[Work order]:
Return exactly the lines of the entries, from the one with "Target: weathered rock face" to the last.

Segment Open

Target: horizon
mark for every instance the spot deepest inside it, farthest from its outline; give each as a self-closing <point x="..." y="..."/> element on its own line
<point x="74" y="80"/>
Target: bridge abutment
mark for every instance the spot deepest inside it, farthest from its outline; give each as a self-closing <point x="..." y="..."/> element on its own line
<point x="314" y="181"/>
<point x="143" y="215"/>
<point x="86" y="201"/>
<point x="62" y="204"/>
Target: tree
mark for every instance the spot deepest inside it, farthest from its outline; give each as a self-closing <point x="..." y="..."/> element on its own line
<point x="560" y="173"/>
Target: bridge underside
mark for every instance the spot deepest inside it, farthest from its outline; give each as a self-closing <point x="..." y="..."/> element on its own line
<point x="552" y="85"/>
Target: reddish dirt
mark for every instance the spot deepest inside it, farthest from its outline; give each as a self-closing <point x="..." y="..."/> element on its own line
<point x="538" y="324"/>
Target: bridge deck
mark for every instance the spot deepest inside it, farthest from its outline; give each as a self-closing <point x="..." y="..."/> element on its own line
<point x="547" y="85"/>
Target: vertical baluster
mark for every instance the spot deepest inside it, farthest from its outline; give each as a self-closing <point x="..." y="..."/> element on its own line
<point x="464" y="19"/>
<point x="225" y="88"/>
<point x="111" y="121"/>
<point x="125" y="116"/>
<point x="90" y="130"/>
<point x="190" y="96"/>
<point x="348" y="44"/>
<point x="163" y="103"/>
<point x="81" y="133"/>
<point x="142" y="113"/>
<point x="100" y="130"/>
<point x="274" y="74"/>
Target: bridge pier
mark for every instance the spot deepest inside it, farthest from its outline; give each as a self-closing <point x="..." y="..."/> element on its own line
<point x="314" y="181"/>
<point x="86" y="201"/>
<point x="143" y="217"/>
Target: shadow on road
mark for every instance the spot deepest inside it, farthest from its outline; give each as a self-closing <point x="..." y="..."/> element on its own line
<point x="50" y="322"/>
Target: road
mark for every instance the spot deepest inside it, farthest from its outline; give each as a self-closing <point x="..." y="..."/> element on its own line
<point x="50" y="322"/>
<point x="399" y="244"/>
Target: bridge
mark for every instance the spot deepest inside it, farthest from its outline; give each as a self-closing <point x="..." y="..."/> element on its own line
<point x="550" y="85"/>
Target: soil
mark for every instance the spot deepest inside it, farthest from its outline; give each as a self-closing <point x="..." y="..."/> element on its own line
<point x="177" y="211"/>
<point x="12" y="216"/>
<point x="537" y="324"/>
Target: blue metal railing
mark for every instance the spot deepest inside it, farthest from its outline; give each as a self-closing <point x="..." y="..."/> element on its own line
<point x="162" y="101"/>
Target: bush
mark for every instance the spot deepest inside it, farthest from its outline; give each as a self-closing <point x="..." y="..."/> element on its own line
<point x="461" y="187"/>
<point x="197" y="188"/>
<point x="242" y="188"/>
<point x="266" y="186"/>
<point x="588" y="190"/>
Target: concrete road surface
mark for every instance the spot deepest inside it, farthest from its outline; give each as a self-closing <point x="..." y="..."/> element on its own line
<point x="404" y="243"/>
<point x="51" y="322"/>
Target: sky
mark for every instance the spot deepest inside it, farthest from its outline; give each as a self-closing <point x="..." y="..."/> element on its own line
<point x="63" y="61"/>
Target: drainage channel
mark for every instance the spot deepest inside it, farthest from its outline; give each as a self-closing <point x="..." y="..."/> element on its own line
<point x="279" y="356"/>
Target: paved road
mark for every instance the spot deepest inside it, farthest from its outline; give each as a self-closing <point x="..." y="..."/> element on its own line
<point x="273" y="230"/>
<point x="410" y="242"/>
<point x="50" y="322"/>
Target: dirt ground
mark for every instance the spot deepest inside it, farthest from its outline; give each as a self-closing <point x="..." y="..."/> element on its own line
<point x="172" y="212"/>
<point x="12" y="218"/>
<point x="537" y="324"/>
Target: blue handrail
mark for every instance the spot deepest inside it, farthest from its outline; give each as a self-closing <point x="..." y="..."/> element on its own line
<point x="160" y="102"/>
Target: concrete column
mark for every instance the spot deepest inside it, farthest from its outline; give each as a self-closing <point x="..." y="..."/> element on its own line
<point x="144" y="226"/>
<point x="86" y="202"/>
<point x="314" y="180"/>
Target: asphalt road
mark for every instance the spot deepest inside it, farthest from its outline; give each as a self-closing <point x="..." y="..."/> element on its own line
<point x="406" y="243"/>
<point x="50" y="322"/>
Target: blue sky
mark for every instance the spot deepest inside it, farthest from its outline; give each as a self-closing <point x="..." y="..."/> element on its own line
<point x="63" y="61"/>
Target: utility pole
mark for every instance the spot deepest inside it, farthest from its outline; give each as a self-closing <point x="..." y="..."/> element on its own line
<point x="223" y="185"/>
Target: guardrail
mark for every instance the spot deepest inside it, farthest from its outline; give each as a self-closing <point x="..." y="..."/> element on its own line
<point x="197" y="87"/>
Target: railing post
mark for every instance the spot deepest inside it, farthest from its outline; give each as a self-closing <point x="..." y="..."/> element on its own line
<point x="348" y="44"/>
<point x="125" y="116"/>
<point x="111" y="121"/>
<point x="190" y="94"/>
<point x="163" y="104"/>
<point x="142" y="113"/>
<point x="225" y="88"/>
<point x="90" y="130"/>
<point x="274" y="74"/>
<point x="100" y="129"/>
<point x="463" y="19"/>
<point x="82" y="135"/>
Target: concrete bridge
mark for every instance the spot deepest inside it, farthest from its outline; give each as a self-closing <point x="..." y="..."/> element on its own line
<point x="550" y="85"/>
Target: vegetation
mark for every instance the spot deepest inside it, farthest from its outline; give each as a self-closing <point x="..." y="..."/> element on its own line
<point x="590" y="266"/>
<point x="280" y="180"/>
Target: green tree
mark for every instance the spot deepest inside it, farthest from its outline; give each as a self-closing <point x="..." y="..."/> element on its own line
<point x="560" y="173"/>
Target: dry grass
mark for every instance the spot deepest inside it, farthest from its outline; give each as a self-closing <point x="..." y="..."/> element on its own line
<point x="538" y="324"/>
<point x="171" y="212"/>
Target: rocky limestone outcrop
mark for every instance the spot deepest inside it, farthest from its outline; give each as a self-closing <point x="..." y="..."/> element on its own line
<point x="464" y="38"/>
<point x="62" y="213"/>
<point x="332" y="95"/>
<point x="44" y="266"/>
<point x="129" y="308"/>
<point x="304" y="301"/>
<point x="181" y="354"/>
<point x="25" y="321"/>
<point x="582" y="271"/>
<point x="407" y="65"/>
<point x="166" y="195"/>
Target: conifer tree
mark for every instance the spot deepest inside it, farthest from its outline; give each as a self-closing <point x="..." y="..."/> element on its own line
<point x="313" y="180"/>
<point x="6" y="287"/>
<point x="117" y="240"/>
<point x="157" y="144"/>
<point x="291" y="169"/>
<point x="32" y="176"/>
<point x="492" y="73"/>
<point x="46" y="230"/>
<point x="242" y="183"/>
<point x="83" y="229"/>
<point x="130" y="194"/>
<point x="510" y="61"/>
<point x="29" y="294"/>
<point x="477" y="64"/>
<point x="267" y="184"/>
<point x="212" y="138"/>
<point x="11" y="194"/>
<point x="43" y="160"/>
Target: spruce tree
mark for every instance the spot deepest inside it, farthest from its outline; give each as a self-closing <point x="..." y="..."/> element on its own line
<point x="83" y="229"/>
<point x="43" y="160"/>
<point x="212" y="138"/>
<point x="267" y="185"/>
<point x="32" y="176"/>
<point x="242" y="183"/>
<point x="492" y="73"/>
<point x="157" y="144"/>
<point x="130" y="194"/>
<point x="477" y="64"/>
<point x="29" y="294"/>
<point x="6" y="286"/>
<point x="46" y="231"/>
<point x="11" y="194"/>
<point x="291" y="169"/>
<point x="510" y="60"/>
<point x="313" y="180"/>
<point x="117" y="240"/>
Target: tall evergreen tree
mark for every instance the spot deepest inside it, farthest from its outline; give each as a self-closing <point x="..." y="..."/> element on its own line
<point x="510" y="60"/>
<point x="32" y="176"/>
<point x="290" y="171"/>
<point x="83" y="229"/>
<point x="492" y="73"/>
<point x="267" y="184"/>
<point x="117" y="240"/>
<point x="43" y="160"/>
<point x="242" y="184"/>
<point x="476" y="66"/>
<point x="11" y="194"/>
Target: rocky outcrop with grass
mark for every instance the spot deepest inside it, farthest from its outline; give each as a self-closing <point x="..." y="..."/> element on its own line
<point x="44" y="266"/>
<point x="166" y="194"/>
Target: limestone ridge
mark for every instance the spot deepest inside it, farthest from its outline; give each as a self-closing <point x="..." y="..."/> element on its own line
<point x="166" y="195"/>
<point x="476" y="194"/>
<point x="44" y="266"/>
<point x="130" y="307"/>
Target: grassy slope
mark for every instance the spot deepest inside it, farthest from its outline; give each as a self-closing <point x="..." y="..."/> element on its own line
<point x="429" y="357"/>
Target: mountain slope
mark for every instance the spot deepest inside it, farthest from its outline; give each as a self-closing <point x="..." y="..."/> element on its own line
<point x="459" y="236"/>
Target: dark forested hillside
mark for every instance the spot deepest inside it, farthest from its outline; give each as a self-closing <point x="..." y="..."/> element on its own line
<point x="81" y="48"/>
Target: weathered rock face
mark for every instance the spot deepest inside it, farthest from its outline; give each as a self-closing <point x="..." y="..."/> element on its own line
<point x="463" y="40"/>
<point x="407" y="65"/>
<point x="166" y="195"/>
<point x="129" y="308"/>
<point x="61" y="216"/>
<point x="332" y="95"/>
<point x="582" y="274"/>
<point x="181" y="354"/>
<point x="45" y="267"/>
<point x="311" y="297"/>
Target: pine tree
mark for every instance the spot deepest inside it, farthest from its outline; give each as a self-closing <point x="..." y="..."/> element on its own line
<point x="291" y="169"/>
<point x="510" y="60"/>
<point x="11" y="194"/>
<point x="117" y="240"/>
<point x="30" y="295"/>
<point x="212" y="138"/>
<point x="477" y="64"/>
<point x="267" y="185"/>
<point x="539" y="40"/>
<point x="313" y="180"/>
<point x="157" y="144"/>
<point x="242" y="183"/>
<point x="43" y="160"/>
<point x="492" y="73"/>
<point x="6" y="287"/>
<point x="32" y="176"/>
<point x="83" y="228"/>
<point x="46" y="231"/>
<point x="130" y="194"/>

Segment Closed

[Worked solution]:
Target: weathered rock face
mark for every instance the spot deepest inside it, farthest from its outline; give each as a self-closing <point x="..." y="..."/> element on its own line
<point x="463" y="40"/>
<point x="407" y="65"/>
<point x="166" y="195"/>
<point x="129" y="308"/>
<point x="61" y="216"/>
<point x="332" y="95"/>
<point x="582" y="274"/>
<point x="181" y="354"/>
<point x="45" y="267"/>
<point x="311" y="297"/>
Target: pine tree
mark for every instance the spot deepest inside it, farthest from its outline; give each as a self-closing <point x="..." y="..."/> element on its own line
<point x="291" y="169"/>
<point x="510" y="60"/>
<point x="11" y="194"/>
<point x="117" y="240"/>
<point x="30" y="295"/>
<point x="212" y="138"/>
<point x="477" y="64"/>
<point x="267" y="185"/>
<point x="539" y="40"/>
<point x="313" y="180"/>
<point x="157" y="144"/>
<point x="242" y="183"/>
<point x="43" y="160"/>
<point x="492" y="73"/>
<point x="6" y="287"/>
<point x="32" y="176"/>
<point x="83" y="228"/>
<point x="46" y="231"/>
<point x="130" y="194"/>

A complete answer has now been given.